'''
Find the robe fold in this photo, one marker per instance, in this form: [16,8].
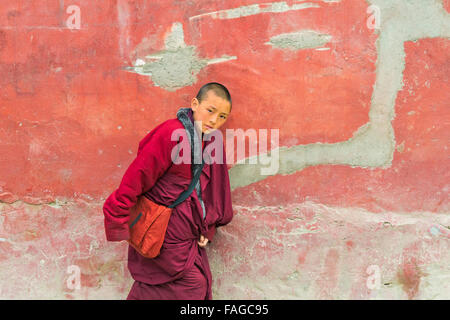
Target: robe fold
[170,275]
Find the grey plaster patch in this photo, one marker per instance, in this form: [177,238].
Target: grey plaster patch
[304,39]
[177,66]
[373,145]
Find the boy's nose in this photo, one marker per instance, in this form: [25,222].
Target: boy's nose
[213,120]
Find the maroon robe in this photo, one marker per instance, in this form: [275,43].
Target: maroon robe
[181,270]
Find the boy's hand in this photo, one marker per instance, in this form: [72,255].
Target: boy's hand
[203,241]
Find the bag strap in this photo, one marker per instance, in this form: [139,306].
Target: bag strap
[186,193]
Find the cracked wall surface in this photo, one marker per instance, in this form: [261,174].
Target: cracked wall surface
[362,183]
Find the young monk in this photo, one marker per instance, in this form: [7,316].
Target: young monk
[181,270]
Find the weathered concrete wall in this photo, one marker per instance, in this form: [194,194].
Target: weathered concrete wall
[359,90]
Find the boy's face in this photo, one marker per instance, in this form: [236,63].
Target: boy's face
[212,112]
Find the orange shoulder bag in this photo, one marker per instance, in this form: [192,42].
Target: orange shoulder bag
[148,221]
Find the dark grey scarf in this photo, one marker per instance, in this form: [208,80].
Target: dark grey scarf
[185,115]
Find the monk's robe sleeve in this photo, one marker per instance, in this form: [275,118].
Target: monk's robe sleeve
[220,192]
[152,160]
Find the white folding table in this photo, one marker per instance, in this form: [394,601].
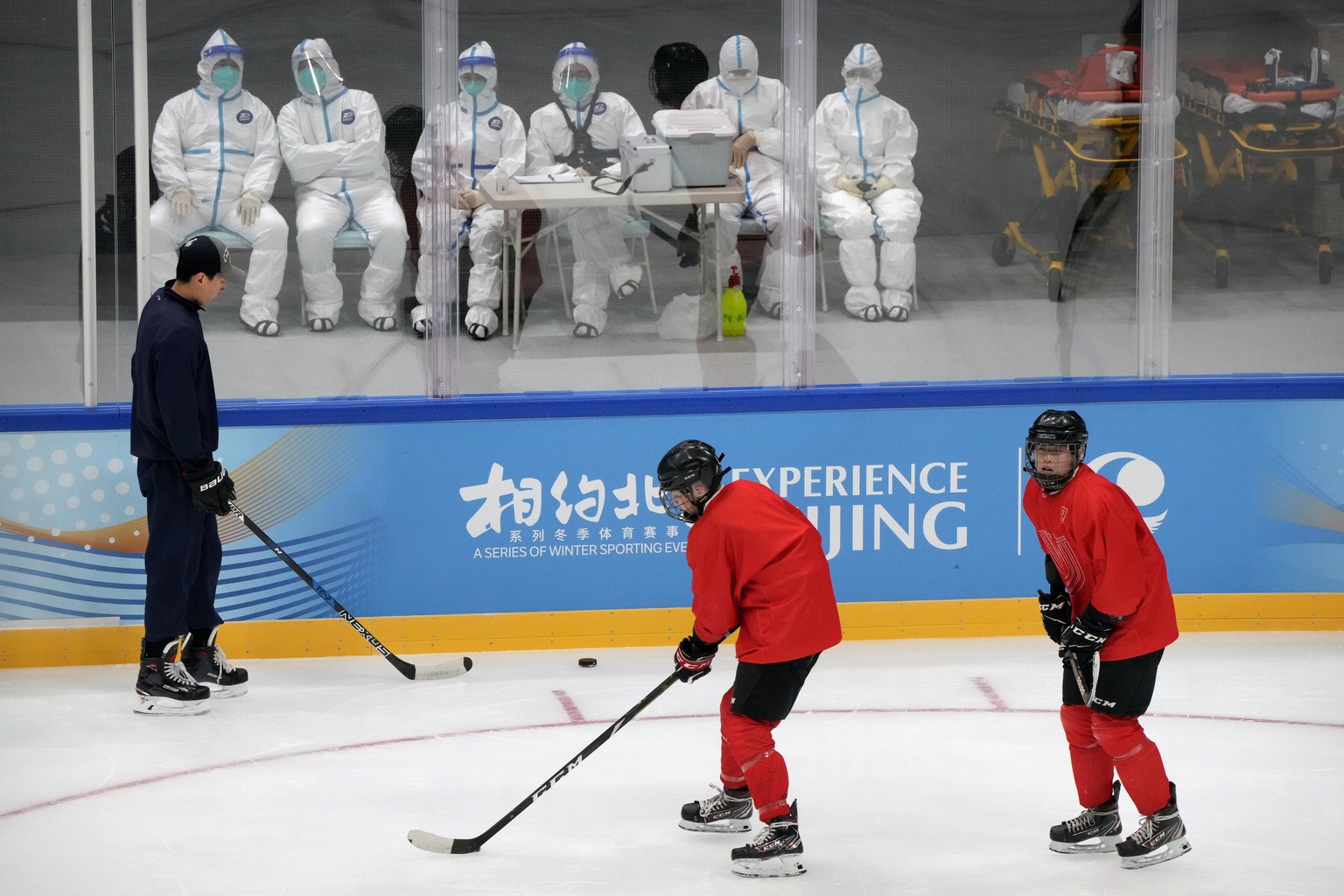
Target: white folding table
'''
● Problem to solve: Print all of the items above word for word, leaving out the pictures.

● Solution:
Find the robe fold in this photo, one marker per instance, in this form: [16,8].
Target: robe fold
[170,275]
Find the grey plaster patch in this photo, one marker per instance, in this form: [177,238].
Target: grey plaster patch
[304,39]
[177,66]
[373,145]
Find the boy's nose in this photo, one marker per instance, in this form: [25,222].
Target: boy's nose
[213,120]
Find the maroon robe in this photo, one marker per instance, in this form: [275,43].
Target: maroon robe
[181,270]
Find the boy's hand in this photo, one marker per instance, in this form: [72,255].
Target: boy's hand
[203,241]
Find the bag strap in this photo, one marker per instance, in this form: [139,306].
Target: bag strap
[186,193]
Find the cracked wall surface in this photo, one marker per instance, in this form: [261,174].
Target: cracked wall surface
[362,183]
Find the young monk in this photo, one marker per instance, in this form: [7,316].
Target: young monk
[181,270]
Find the weathered concrete wall in this photo, one marker per instance, in this form: [194,194].
Target: weathered concrete wall
[359,90]
Find the boy's face in this photo, one marker per instance, in this form: [236,63].
Target: boy's face
[212,112]
Find the orange shoulder bag in this photo, one marker per instance, in this form: [192,42].
Target: orange shoulder bag
[148,221]
Find the dark grey scarf in this photo, one marker per instance, in this form: [208,80].
Target: dark grey scarf
[185,115]
Find the monk's robe sleeve in this photo, one marker per instance, in this form: [275,118].
Target: monk's robe sleeve
[220,192]
[152,160]
Find the white folding table in this photo, one marker per instance, in this form: [394,601].
Target: white folding table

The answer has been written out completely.